Content starts

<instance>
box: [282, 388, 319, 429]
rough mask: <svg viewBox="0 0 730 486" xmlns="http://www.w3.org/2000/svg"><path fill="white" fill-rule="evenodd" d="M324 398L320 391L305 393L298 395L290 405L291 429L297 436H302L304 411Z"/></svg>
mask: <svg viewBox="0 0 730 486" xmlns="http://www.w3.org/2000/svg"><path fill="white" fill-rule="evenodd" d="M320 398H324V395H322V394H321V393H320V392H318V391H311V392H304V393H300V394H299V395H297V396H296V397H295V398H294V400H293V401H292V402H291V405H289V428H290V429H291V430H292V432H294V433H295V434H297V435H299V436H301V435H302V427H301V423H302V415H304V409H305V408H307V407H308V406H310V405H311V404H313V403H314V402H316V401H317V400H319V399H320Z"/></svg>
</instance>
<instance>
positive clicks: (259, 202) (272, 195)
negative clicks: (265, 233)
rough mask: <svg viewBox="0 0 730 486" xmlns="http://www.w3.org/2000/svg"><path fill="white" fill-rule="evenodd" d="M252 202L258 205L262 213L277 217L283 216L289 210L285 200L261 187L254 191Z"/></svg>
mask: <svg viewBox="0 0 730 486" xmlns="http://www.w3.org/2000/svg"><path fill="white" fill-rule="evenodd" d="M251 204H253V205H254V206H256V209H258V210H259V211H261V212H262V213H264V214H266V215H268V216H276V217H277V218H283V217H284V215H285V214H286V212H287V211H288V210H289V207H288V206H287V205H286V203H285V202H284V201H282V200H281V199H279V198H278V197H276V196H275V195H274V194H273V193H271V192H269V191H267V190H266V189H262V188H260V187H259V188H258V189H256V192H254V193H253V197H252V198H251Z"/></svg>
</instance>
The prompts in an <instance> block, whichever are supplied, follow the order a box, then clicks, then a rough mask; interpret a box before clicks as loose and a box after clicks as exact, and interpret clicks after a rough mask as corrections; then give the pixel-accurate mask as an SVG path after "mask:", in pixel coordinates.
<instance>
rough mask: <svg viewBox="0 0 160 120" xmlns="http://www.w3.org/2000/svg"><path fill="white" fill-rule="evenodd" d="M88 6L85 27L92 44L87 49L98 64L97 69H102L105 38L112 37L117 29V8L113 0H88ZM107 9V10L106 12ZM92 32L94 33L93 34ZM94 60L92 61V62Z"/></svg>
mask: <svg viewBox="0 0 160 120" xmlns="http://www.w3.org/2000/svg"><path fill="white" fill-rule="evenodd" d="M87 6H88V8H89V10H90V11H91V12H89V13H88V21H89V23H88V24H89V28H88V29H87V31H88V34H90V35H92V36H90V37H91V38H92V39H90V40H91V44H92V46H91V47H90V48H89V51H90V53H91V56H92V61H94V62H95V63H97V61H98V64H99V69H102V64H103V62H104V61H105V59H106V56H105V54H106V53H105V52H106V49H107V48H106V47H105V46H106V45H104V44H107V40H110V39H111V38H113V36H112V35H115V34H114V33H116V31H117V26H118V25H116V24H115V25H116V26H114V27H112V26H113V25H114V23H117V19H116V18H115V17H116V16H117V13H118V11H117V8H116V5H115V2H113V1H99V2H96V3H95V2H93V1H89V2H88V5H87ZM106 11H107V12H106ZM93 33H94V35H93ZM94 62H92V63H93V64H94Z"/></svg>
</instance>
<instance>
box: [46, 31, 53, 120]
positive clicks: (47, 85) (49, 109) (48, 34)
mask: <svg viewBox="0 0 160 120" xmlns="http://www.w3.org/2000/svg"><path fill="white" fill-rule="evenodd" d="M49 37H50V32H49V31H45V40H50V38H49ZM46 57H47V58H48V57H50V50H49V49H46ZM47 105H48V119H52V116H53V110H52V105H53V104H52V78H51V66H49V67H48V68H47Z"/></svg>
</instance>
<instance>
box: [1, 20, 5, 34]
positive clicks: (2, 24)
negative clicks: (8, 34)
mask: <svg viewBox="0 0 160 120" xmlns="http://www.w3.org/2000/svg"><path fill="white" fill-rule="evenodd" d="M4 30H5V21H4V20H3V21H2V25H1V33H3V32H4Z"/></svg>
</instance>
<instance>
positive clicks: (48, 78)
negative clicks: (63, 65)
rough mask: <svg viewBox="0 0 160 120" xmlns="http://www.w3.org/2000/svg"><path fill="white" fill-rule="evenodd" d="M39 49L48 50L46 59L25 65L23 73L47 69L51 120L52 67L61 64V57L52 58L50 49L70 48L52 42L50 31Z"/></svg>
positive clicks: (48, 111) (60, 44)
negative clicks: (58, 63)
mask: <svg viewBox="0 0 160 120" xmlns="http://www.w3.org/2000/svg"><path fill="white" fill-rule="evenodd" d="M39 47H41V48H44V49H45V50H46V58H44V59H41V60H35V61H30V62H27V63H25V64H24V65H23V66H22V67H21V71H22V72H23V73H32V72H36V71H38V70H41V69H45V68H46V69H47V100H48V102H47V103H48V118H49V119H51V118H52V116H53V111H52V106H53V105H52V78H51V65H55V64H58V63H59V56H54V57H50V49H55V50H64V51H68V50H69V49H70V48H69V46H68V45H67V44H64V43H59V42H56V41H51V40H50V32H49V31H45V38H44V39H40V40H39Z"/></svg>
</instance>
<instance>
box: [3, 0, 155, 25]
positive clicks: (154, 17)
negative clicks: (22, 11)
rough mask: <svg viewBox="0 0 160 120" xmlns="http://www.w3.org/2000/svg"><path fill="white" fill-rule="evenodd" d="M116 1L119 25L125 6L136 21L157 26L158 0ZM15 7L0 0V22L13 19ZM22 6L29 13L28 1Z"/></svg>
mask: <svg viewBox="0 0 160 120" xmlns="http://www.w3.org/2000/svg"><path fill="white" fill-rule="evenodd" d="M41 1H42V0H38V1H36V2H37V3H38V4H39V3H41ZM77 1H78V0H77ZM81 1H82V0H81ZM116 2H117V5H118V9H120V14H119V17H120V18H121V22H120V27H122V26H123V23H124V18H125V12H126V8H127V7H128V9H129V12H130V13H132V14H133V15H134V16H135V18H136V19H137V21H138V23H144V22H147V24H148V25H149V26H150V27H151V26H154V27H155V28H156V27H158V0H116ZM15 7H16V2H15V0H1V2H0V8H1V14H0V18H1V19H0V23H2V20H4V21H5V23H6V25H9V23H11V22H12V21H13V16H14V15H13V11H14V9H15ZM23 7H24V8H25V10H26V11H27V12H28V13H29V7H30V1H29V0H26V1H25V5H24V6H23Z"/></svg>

Content ends
Content starts

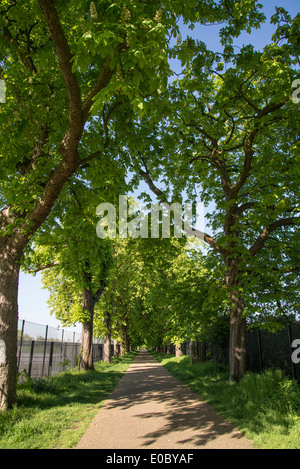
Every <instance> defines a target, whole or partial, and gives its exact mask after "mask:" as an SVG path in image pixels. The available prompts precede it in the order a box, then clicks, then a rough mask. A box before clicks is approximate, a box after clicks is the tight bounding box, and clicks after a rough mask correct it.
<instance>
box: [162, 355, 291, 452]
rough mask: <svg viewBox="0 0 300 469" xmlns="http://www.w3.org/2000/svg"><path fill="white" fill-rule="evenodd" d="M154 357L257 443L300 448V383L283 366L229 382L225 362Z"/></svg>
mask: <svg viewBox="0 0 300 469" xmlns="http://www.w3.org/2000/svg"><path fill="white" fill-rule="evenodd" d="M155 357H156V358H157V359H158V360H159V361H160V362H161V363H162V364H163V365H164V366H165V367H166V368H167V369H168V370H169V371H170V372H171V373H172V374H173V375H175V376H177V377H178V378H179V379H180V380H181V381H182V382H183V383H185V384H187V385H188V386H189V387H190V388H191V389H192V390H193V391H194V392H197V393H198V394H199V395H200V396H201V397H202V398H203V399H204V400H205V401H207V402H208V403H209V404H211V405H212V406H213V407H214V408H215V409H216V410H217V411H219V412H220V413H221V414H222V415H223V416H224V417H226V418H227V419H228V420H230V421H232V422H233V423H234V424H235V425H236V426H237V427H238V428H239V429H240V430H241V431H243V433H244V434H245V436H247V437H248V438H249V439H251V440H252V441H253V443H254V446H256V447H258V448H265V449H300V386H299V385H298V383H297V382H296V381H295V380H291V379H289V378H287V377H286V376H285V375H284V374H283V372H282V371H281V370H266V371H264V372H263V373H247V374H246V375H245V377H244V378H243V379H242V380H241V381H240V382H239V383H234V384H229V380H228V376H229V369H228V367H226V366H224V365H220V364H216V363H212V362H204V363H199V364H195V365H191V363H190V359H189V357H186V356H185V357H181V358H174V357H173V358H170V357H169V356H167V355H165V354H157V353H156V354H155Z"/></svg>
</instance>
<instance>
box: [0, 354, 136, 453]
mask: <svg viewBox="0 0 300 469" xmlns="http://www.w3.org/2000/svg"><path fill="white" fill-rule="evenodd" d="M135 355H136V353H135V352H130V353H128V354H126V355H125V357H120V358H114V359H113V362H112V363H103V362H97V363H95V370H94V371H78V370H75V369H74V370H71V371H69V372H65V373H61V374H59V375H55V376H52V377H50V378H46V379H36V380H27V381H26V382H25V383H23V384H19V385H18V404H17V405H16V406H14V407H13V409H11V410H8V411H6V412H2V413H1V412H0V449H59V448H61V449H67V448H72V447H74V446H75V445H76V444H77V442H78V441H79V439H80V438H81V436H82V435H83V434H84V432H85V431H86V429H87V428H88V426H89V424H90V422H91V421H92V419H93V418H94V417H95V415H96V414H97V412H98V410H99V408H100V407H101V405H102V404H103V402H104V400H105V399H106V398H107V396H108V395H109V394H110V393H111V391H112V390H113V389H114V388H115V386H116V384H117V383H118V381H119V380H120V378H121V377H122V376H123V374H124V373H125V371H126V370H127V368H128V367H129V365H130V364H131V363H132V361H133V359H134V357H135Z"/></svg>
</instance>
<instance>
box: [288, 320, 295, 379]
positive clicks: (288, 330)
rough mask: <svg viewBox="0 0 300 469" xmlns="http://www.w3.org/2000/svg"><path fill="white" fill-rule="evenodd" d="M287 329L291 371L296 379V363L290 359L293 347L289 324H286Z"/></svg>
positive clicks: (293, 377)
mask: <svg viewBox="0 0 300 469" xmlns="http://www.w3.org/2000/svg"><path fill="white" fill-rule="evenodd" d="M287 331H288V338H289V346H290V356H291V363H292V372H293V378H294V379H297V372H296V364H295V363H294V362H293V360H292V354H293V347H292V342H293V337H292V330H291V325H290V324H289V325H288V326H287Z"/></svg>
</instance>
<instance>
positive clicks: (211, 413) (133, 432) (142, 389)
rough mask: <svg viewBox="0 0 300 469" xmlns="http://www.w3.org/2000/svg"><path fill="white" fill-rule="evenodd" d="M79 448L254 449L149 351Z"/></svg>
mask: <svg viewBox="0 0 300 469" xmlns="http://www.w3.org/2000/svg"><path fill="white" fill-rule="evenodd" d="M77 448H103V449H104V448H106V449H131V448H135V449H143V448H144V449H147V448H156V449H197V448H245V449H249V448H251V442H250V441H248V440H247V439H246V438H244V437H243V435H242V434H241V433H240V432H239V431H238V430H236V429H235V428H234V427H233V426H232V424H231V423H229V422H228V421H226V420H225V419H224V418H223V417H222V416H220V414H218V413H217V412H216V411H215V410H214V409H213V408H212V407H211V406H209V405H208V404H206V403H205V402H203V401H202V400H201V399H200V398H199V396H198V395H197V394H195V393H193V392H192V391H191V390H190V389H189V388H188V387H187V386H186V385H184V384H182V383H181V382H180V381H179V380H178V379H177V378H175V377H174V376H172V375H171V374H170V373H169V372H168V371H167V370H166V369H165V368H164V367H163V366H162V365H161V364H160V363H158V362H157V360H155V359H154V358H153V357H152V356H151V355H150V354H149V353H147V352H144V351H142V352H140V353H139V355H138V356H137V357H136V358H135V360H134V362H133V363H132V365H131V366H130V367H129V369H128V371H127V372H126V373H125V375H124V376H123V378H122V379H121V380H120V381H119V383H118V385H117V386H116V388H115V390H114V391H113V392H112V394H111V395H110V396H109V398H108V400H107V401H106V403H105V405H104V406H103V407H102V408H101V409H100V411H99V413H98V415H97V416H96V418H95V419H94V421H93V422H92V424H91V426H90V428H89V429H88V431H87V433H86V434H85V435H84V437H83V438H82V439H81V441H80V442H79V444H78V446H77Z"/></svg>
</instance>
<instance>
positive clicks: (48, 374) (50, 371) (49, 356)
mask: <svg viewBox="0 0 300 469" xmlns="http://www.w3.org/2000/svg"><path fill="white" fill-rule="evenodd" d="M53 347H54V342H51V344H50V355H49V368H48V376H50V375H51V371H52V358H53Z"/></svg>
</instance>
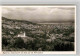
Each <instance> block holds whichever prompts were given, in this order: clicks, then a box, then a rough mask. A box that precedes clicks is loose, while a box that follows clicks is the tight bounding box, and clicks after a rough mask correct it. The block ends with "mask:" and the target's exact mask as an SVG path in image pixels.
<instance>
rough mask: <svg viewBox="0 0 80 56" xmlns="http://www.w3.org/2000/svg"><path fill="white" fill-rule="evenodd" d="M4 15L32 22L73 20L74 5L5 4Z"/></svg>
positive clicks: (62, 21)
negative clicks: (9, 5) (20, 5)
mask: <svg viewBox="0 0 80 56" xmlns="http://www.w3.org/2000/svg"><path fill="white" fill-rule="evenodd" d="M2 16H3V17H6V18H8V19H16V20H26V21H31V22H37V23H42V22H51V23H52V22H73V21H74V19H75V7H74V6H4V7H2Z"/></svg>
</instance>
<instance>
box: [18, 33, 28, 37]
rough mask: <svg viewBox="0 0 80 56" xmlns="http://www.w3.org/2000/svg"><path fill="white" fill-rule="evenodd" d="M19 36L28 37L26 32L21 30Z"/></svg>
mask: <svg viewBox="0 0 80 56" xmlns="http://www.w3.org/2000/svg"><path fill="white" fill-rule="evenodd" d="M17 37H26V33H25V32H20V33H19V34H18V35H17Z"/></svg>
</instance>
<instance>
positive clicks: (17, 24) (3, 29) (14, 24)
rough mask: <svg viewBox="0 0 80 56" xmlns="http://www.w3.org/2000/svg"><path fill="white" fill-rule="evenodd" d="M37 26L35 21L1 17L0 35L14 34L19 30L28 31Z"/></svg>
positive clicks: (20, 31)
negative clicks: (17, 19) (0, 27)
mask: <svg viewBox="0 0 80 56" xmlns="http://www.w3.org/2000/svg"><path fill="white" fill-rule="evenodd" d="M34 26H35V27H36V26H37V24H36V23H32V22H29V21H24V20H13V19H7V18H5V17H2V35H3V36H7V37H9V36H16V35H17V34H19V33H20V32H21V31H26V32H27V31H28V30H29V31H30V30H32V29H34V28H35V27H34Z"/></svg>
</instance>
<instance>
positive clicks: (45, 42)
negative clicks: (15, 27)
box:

Content ends
Content starts

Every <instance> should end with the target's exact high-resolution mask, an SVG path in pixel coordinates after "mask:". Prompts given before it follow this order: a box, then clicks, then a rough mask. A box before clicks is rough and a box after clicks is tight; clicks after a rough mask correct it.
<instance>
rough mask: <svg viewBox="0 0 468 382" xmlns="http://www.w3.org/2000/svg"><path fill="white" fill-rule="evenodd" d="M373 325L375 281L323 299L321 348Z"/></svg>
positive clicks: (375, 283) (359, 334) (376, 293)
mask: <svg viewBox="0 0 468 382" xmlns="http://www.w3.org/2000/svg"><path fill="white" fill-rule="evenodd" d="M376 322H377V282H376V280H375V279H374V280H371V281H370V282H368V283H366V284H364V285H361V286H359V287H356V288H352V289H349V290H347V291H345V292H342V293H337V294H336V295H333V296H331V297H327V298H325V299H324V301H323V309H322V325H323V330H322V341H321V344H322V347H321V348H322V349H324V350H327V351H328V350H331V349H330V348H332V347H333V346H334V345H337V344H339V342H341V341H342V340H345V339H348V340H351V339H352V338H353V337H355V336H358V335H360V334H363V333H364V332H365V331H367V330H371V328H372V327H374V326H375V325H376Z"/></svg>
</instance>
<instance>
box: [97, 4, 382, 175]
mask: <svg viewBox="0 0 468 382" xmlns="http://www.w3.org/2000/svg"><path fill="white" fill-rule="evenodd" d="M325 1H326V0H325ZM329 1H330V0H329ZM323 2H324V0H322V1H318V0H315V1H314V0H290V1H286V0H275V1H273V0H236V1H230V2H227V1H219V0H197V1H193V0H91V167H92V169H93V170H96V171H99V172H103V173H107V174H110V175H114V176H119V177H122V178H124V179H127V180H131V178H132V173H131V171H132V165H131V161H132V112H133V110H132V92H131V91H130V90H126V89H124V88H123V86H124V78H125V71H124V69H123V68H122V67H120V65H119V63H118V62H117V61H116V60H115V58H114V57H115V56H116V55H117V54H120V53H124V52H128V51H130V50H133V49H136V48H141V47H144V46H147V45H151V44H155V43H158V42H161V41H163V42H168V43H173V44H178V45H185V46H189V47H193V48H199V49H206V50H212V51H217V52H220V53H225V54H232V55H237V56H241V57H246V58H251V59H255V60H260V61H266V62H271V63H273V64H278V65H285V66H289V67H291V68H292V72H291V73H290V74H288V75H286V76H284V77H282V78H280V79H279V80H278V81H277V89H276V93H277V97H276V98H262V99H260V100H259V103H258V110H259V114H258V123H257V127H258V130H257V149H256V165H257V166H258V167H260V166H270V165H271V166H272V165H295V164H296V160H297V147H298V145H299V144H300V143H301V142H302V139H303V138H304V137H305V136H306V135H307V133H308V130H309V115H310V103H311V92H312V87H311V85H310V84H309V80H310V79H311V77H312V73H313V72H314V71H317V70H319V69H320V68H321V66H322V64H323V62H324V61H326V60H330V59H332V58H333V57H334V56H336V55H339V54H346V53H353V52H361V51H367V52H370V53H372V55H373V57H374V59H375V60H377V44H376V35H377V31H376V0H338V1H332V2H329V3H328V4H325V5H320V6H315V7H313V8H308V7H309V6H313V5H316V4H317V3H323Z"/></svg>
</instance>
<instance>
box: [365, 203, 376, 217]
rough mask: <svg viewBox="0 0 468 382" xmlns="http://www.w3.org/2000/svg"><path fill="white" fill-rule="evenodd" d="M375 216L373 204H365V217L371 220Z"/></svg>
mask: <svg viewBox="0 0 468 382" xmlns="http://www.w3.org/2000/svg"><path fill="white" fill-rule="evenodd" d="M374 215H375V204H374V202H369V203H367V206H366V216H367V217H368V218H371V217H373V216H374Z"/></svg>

Content ends

**What is being asked**
Find and copy each line of the data where "image" is present.

**Task solution**
Every <instance> defines a target, whole or partial, and gives its exact mask after "mask:" as an SVG path in image pixels. The available prompts precede it in the order a box, then clicks, then a rough mask. A box before clicks is approximate, a box after clicks is the tight bounding box, and clicks after a rough mask correct it.
Each <instance> block holds whichever prompts were given, in this order: clicks, then a box, then a rough mask. A box that precedes clicks is loose, while a box that follows clicks is the tight bounding box, and clicks after a rough mask correct it. The block ends with "mask:" and the target's exact mask as an SVG path in image pixels.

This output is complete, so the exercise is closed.